** START EXERCISE DATA **
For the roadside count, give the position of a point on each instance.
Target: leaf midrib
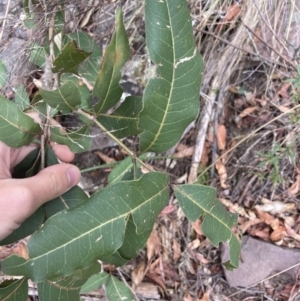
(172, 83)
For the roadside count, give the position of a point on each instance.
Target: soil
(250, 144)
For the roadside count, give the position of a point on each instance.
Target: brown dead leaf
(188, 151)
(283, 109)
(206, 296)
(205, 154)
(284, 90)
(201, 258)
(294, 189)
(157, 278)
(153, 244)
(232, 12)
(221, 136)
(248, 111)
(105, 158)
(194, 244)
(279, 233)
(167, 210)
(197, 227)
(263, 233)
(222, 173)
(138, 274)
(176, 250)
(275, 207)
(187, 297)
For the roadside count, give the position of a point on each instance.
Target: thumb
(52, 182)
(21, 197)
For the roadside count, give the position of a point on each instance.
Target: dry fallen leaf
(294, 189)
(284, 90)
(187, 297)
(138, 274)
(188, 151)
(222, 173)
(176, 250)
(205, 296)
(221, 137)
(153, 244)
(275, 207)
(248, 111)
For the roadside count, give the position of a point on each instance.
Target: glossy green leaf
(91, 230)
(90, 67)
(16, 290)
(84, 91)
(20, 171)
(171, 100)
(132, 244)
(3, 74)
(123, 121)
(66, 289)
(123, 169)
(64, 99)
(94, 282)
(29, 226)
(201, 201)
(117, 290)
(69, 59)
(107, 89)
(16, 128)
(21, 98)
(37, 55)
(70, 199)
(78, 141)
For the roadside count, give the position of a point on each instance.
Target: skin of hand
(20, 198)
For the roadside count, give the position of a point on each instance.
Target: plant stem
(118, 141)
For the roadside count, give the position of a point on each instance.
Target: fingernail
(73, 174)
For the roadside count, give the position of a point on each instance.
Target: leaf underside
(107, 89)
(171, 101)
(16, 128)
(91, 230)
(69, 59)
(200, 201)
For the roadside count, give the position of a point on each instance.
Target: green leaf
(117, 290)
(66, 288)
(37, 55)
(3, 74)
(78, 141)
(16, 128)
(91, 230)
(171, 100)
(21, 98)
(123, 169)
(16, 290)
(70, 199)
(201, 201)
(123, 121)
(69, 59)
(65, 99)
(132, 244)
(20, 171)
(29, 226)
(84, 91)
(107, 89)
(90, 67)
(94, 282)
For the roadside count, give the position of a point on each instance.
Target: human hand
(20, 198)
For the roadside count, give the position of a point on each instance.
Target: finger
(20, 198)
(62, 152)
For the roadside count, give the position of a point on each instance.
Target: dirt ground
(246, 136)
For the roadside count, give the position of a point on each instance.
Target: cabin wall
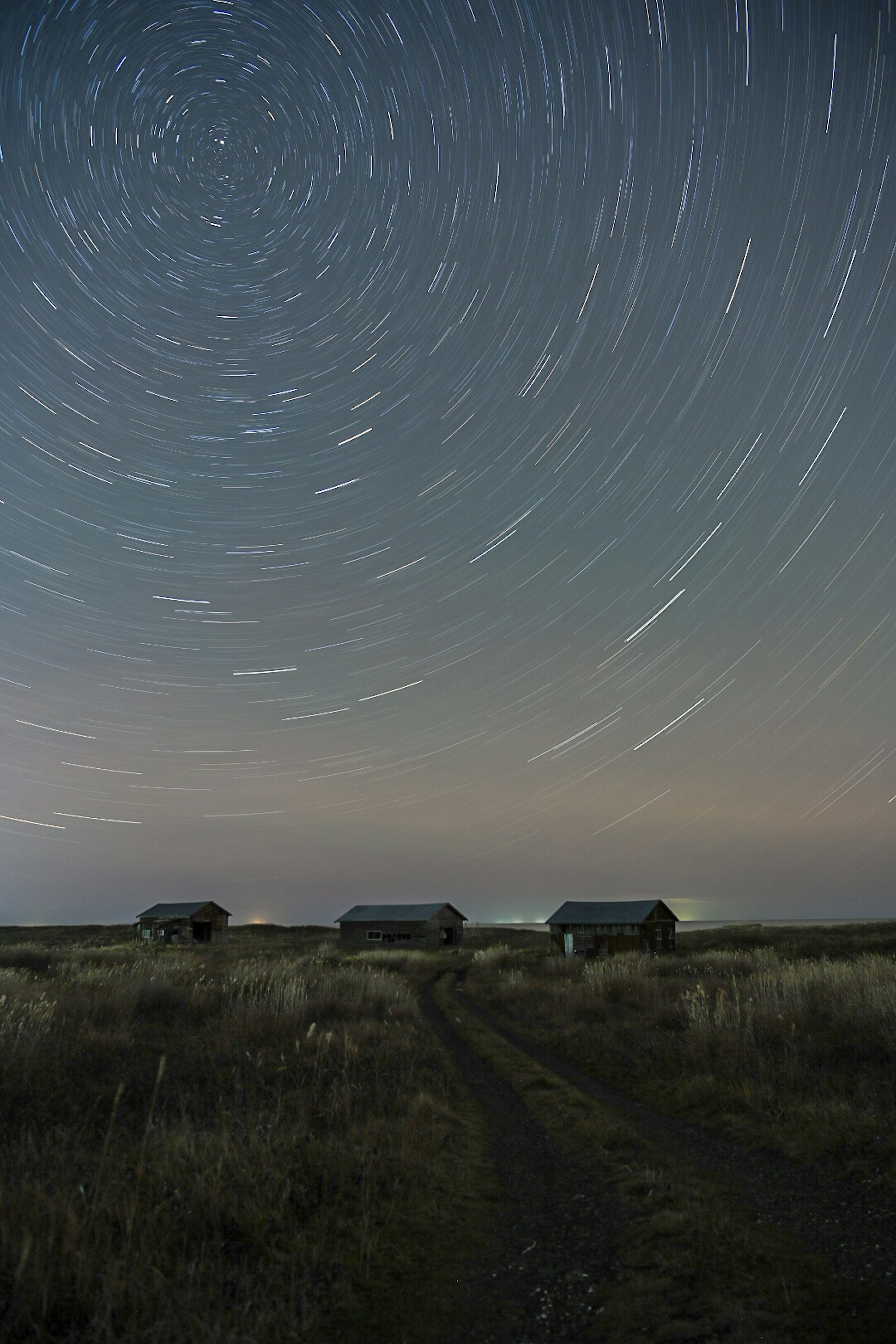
** END EXERCISE DATA **
** START EXERCISE DATA **
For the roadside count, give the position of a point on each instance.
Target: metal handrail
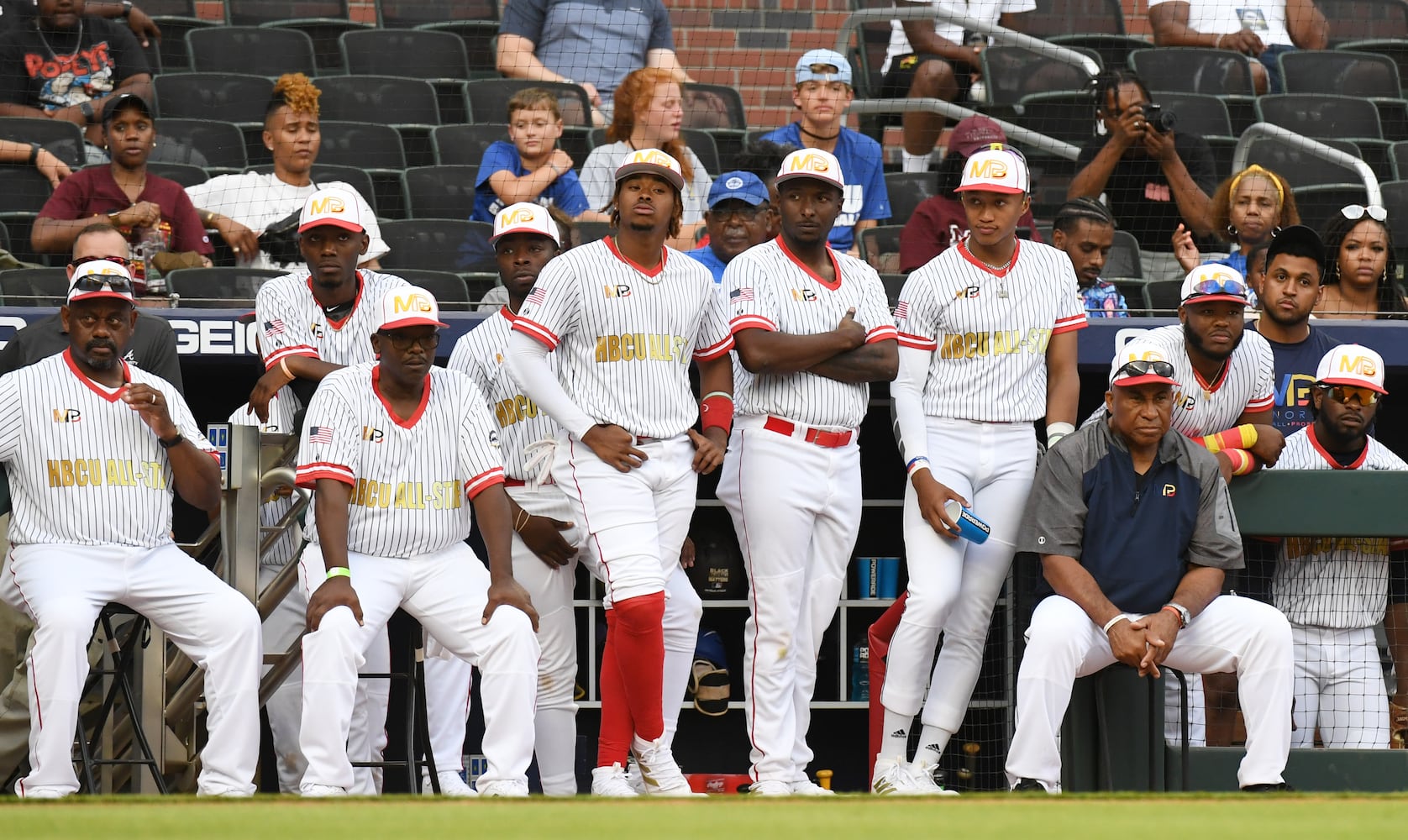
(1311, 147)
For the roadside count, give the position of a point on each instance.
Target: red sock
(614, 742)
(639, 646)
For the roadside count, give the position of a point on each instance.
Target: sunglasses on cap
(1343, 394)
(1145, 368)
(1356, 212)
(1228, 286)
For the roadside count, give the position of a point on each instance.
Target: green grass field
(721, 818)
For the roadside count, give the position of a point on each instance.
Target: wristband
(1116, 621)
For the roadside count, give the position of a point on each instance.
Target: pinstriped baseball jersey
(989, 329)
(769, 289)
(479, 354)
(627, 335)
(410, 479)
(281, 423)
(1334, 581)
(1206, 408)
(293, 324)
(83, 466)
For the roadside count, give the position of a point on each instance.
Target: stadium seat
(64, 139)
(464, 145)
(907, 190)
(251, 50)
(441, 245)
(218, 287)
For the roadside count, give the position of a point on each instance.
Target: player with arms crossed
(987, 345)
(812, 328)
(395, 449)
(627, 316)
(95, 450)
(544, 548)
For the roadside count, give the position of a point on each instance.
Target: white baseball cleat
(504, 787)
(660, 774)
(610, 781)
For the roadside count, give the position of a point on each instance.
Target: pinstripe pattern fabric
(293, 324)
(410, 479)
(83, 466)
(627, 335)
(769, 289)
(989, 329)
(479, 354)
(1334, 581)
** END EXERCISE DATA **
** START EXERCISE DATA **
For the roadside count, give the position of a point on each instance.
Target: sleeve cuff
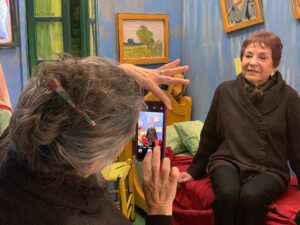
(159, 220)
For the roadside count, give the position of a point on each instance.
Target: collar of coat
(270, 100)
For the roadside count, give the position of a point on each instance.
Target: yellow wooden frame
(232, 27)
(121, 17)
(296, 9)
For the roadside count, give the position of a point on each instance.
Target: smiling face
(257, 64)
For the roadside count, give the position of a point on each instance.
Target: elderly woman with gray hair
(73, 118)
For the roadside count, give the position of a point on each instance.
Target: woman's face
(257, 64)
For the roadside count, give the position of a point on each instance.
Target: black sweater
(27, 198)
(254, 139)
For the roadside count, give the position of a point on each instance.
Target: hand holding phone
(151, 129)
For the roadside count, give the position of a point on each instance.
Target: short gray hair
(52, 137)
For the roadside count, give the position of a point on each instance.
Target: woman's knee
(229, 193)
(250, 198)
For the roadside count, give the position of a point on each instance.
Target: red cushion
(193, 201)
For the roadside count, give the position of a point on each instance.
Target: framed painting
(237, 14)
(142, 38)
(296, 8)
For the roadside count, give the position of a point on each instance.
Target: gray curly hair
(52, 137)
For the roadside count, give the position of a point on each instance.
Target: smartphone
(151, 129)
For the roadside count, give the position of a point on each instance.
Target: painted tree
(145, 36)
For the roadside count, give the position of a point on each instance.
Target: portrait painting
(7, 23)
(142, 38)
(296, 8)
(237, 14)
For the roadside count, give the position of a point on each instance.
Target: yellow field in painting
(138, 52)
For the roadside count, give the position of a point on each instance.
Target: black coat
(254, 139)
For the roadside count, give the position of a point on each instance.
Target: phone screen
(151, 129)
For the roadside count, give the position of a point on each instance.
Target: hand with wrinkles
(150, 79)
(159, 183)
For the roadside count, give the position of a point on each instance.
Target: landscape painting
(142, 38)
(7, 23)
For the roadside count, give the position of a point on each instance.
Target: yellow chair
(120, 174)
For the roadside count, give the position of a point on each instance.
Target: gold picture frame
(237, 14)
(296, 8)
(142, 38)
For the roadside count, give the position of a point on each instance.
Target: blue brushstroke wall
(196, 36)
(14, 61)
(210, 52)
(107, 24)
** END EXERCISE DATA **
GIVEN PROBLEM
Give the number of lines in the records above that contain the word "yellow", treating uppercase and lowercase as different. Reply with the number alone.

EXERCISE OUTPUT
3